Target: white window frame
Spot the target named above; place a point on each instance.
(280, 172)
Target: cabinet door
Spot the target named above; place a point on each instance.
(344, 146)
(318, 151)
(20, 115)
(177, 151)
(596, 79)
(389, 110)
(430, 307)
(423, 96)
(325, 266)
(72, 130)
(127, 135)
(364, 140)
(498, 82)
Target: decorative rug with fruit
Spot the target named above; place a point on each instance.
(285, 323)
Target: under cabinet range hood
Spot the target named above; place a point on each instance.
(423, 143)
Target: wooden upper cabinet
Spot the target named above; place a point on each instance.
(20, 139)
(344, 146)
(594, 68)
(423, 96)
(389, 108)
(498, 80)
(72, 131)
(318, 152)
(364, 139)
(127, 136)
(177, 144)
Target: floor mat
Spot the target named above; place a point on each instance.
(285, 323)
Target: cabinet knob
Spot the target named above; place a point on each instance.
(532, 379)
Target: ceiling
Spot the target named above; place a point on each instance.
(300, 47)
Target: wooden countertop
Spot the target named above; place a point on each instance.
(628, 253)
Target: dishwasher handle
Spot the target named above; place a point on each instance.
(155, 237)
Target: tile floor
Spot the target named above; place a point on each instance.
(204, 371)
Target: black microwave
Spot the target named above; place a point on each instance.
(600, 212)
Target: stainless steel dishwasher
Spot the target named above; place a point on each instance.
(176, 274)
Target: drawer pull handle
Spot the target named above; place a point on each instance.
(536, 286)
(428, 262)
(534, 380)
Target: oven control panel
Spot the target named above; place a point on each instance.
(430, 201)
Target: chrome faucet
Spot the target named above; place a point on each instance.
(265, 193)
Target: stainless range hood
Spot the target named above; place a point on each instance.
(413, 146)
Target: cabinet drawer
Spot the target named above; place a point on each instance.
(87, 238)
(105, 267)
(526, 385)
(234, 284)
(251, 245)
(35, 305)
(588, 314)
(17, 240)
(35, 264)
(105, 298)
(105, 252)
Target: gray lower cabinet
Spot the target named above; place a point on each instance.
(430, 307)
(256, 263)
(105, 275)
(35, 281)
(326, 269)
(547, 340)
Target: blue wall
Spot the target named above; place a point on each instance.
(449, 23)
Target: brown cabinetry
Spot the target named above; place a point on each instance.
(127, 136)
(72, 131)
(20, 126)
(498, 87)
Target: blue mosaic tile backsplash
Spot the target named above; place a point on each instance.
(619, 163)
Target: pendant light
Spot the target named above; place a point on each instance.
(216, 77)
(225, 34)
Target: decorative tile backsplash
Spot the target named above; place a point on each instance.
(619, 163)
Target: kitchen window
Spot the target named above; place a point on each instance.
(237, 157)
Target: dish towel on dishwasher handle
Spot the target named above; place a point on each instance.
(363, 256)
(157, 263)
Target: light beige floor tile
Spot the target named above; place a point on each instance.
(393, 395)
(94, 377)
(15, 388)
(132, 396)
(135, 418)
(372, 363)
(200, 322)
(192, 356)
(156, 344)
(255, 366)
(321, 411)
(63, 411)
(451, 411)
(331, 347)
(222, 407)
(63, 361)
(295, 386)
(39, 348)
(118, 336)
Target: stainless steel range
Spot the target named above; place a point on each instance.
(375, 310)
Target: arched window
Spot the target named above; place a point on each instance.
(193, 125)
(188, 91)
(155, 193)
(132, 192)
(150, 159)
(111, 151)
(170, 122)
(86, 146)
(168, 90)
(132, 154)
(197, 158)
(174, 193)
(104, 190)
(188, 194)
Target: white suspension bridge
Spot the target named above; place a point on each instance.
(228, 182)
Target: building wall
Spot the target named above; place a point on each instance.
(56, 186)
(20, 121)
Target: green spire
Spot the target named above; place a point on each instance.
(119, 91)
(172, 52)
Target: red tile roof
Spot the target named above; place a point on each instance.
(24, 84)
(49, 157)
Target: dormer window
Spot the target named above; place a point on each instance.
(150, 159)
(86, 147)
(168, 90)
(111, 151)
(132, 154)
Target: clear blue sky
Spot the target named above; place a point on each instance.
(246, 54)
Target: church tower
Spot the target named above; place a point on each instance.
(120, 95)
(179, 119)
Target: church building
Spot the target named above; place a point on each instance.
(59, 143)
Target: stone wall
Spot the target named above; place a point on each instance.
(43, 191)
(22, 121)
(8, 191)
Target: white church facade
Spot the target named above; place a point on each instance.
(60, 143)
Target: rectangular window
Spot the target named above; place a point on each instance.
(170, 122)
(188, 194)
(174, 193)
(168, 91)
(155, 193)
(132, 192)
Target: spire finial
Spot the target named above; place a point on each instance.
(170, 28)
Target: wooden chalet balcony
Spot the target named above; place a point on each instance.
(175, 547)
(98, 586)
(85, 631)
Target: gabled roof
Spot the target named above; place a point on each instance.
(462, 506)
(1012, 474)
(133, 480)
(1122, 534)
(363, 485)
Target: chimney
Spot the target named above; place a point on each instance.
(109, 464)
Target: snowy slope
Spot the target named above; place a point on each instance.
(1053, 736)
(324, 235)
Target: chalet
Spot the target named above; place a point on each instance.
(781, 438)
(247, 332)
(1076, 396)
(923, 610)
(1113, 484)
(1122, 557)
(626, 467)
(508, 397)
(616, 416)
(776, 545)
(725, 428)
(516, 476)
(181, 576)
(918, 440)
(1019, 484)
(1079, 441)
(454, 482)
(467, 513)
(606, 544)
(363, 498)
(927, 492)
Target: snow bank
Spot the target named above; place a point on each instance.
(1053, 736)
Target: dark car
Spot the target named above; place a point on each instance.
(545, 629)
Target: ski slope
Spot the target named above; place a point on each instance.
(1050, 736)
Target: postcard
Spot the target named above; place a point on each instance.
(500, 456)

***

Print the entries verbatim from the line with "Target: snow bank" up to and including the last line of the entries.

Target: snow bank
Spot the target named above; place a point on each instance.
(1053, 736)
Target: dark car
Spot the target named above; place a point on each instance.
(545, 629)
Target: ski slope
Spot the target named above; place a point on each instance.
(1050, 736)
Target: postcard
Spot the target named above; place a point on each instance.
(500, 456)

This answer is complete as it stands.